-- Texte à lire --
···

Sahara: les hommes et le désert - Le making off de l’émission du 17 mars
Par Sylvain Kahn
Pour Planète terre, je pars souvent des clichés, des idées reçues, des évidences - des intuitions. Il n’y a pas de fumée sans feu.
J’ai trouvé un site web orienté voyage dédié au Sahara, par Patrice Jeandroz. Très agréable. Il propose une entrée “géographie”, avec des paysages et quelques définitions . Pas d’hommes, pas de femmes, pas de villes, pas de migrants? Une belle carte, sans échelle et sans légende: le jaune est il de la très basse altitude ou du sable? Mais: des frontières, et des noms, et des monts - jusqu’à 4000m! Hoggar, Tibesti, Désert blanc, Grand erg oriental…
Rarement autant qu’avec le Sahara, n’ai je été pris à fond (de cale) dans les filets des poncifs . A mailles étroites, denses, et serrées. Pour mon plus grand bonheur: j’ai été de découverte en découverte. Le Sahara est un objet géographique formidablement contre-intuitif !
Quelques boules d’heures de préparation et trente minutes d’émission plus tard, l’esquif planète terre a traversé le rideau et les volutes de fumée; et ses passagers carressé le feu sans fard.
Je me suis longuement entretenu avec Monique Mainguet et Olivier Pliez , mes deux invités. Monique Mainguet est professeur associée en géographie à l’université de Reims et membre de l’Institut universitaire de France. Voilà plus de 40 années que le Sahara, sa dynamique et les processus qui l’animent sont au coeur de ses recherches. Grâce à Monique Mainguet, j’ai découvert ceci : le sable ne compte que pour 20% de la superficie du Sahara. Ce n’est pas tout : des quantités d’eau significatives sont piégées dans les roches du sous-sol du Sahara. Voilà qui est contre-intuitif, n’est ce pas ?
Olivier Pliez est chercheur CNRS, dans le laboratoire interdisciplinaire solidarités, sociétés, territoires, le LISST, à Toulouse, au Mirail. Le Cnrs lui a décerné sa médaille de bronze en 2007 pour ses travaux sur les villes du Sahara. Car, nouvelle découverte contre-intuitive : le Sahara est urbanisé, et l’immense majorité de ses habitants vivent en ville.

···

-- Données enregistrées --
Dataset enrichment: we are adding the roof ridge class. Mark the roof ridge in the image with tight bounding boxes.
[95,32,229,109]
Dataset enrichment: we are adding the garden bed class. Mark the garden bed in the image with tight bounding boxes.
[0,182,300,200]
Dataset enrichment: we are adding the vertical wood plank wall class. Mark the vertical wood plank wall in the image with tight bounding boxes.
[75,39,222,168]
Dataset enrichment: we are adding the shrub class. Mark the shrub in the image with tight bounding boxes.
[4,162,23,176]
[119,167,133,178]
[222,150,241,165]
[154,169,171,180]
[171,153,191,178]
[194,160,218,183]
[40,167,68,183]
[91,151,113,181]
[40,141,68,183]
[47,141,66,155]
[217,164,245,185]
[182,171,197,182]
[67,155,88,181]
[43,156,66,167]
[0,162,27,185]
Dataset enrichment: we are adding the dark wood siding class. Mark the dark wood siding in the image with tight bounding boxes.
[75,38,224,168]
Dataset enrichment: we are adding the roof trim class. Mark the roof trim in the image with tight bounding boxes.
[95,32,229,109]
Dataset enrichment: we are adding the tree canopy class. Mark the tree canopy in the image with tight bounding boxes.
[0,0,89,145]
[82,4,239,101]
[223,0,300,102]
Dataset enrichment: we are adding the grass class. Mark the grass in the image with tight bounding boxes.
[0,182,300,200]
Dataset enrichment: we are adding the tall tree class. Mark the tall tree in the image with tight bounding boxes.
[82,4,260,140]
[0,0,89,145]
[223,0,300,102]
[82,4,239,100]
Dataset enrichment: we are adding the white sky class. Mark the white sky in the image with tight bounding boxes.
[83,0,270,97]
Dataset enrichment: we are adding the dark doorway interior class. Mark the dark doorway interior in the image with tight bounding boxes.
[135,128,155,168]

···

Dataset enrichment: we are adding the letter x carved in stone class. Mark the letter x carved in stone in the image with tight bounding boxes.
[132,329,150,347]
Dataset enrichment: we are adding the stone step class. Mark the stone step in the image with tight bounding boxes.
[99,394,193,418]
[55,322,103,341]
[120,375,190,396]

···

-- Travail à faire --
1. Indiquez si chacune des affirmations suivantes concorde avec le texte sur le Sahara, en répondant par oui ou non et en citant les mots du texte qui tranchent. (a) Le sable occupe la plus grande partie de la superficie du Sahara. (b) Olivier Pliez a reçu la médaille de bronze du CNRS en 2007. (c) La carte du site de Patrice Jeandroz comporte une légende.
2. Recopiez mot pour mot le passage du texte sur le Sahara, de « Olivier Pliez est » à « vivent en ville. ».

-- Réponses rédigées --
1.
(a) Non : « le sable ne compte que pour 20% de la superficie du Sahara ».
(b) Oui : « Le Cnrs lui a décerné sa médaille de bronze en 2007 ».
(c) Non : « Une belle carte, sans échelle et sans légende ».

2.
Olivier Pliez est chercheur CNRS, dans le laboratoire interdisciplinaire solidarités, sociétés, territoires, le LISST, à Toulouse, au Mirail. Le Cnrs lui a décerné sa médaille de bronze en 2007 pour ses travaux sur les villes du Sahara. Car, nouvelle découverte contre-intuitive : le Sahara est urbanisé, et l’immense majorité de ses habitants vivent en ville.